# [EXERCISE DIRECTIONS]
Return every line below exactly, without dropping any.
================================
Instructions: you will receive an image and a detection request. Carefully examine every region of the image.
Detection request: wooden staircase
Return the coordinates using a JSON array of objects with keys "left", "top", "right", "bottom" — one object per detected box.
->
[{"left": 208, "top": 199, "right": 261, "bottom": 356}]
================================
# [ANSWER BELOW]
Instructions: you will receive an image and a detection request. Carefully examine every region of the image.
Detection request: wooden staircase
Return the coordinates using a JSON array of objects with keys "left", "top", "right", "bottom" — one object per detected box.
->
[{"left": 208, "top": 199, "right": 261, "bottom": 356}]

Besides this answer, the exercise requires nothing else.